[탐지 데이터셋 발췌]
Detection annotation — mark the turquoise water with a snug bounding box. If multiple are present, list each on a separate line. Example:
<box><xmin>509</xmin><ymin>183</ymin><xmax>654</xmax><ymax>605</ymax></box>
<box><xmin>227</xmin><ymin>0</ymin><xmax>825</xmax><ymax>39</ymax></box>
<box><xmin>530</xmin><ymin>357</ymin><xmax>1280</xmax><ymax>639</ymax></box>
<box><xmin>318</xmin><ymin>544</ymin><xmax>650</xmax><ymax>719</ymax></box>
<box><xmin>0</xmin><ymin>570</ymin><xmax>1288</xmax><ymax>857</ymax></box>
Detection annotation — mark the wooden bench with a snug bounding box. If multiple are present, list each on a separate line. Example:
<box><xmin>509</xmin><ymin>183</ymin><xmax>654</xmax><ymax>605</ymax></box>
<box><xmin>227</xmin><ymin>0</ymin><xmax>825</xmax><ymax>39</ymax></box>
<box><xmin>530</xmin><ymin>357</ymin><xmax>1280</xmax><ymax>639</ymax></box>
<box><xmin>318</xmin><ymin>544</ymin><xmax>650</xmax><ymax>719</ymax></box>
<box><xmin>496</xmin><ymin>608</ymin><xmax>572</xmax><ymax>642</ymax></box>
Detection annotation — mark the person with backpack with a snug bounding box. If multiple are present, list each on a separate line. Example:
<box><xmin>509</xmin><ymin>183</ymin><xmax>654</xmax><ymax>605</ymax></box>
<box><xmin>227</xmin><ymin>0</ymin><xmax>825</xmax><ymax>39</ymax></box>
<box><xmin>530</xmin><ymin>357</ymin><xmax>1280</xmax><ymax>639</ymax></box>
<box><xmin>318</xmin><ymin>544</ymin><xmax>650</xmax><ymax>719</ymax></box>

(할 일)
위 항목에서 "Detection annotation — mark the wooden" 문구가 든 줄부터 항목 맨 끝까지 빈 줄은 빼고 번호를 매긴 목록으로 출력하세요.

(작성한 답)
1. Detection annotation — mark the wooden bench with a snug bounding box. If multiple are present, list each on a separate line. Example:
2. <box><xmin>509</xmin><ymin>183</ymin><xmax>654</xmax><ymax>605</ymax></box>
3. <box><xmin>227</xmin><ymin>0</ymin><xmax>825</xmax><ymax>39</ymax></box>
4. <box><xmin>530</xmin><ymin>357</ymin><xmax>1280</xmax><ymax>639</ymax></box>
5. <box><xmin>318</xmin><ymin>544</ymin><xmax>650</xmax><ymax>719</ymax></box>
6. <box><xmin>496</xmin><ymin>608</ymin><xmax>572</xmax><ymax>642</ymax></box>
7. Detection annotation — mark the person with backpack with a snug bounding box. If multiple are present, list each on a separate line. Example:
8. <box><xmin>509</xmin><ymin>183</ymin><xmax>654</xmax><ymax>605</ymax></box>
9. <box><xmin>227</xmin><ymin>0</ymin><xmax>825</xmax><ymax>39</ymax></box>
10. <box><xmin>530</xmin><ymin>357</ymin><xmax>1280</xmax><ymax>639</ymax></box>
11. <box><xmin>318</xmin><ymin>544</ymin><xmax>650</xmax><ymax>719</ymax></box>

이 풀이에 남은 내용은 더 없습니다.